Segment Start: Entries supplied

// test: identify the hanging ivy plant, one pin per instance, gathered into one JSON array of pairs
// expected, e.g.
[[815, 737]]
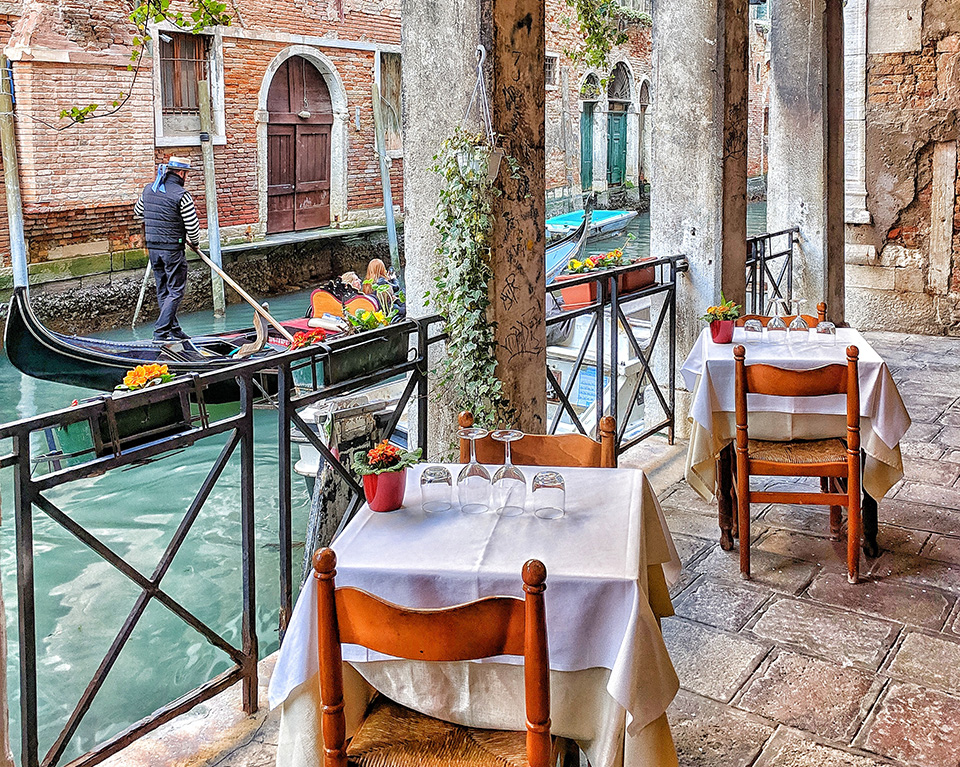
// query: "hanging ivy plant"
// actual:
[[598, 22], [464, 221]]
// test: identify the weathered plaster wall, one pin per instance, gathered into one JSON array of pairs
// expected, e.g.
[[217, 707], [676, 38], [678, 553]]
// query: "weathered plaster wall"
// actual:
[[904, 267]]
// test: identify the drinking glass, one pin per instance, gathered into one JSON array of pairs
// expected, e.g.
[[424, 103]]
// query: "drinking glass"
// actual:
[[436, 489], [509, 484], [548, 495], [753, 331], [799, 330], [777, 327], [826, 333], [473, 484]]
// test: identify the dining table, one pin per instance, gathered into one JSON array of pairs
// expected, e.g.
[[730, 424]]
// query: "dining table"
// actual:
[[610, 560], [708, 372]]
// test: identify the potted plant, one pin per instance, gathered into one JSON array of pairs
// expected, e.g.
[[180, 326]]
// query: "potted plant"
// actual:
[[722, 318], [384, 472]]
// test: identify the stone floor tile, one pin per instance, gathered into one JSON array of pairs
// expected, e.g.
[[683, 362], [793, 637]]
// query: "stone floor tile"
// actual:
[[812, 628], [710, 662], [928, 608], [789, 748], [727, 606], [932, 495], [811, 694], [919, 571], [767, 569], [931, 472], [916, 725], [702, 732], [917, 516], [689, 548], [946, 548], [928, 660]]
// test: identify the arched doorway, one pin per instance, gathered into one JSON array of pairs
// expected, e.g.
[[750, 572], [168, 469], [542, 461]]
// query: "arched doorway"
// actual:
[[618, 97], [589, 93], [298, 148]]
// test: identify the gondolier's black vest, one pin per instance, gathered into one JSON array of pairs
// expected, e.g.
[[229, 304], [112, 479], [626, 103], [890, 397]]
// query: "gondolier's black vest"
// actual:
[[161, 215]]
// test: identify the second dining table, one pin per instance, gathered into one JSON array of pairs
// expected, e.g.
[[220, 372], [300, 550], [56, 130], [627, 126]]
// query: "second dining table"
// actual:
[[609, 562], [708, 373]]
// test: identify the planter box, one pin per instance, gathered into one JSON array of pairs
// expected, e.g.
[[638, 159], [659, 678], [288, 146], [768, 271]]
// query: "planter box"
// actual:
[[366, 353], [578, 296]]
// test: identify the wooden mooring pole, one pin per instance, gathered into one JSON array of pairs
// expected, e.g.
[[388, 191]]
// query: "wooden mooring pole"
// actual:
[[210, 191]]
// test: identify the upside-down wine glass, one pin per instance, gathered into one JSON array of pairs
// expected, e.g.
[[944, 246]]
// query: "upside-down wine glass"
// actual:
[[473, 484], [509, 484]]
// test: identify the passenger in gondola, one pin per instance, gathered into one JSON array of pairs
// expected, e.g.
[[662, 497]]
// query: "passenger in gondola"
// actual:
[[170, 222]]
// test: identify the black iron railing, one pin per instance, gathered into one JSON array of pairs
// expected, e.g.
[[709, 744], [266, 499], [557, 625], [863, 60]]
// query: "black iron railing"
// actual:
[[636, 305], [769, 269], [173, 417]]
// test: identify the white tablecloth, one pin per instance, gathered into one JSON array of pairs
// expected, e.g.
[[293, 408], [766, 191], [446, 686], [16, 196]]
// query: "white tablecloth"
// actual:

Segment End: Entries supplied

What is required >> Where a line above holds the string "plaster", copy that line.

Answer space >>
// test: identify the weathered plaster wall, one pin per instance, gathered into one JSON array of pairs
// query: "weathered plaster wall"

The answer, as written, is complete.